Reproduce the perceptron passage word for word between "Each neuron is" and "they operate independently.", inclusive.

==== Extract to read ====

A single neuron is not interesting, nor useful, from a learning perspective. It cannot learn; it simply receives inputs and either fires or not. Only when neurons are joined as a network can they perform useful work.

Learning takes place by changing the weights of the connections in a neural network, and by changing the parameters of the activation functions of neurons.

Perceptron

A collection of McCullough and Pitts neurons, along with a set of input nodes connected to the inputs via weighted edges, is a perceptron, the simplest neural network.

Each neuron is independent of the others in the perceptron, in the sense that its behavior and performance depends only on its own weights and threshold values, and not of those for the other neurons. Though they share inputs, they operate independently.

The number of inputs and outputs are determined by the data. Weights are stored as a N x K matrix, with N observations and K neurons, with $w_{ij}$ specifying the weight on the ith observation on the jth neuron.

perceptron

In order to use the perceptron for statistical learning, we compare the outputs $y_j$ from each neuron to the obervation target $t_j$, and adjust the input weights when they do not correspond (e.g. if a neuron fires when it should not have).

$$t_j - y_j$$

We use this difference to update the weight $w_{ij}$, based on the input and a desired learning rate. This results in an update rule:

$$w_{ij} \leftarrow w_{ij} + \eta (t_j - y_j) x_i$$

After an incremental improvement, the perceptron is shown the training data again, resulting in another update. This is repeated until the performance no longer improves. Having a learning rate less than one results in a more stable learning rate, though this stability is traded off against having to expose the network to the data multiple times. Typical learning rates are in the 0.1-0.4 range.

==== Given records ====

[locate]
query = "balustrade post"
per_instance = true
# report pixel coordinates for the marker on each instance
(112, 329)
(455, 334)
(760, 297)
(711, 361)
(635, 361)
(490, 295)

====

# Correct answer
Each neuron is independent of the others in the perceptron, in the sense that its behavior and performance depends only on its own weights and threshold values, and not of those for the other neurons. Though they share inputs, they operate independently.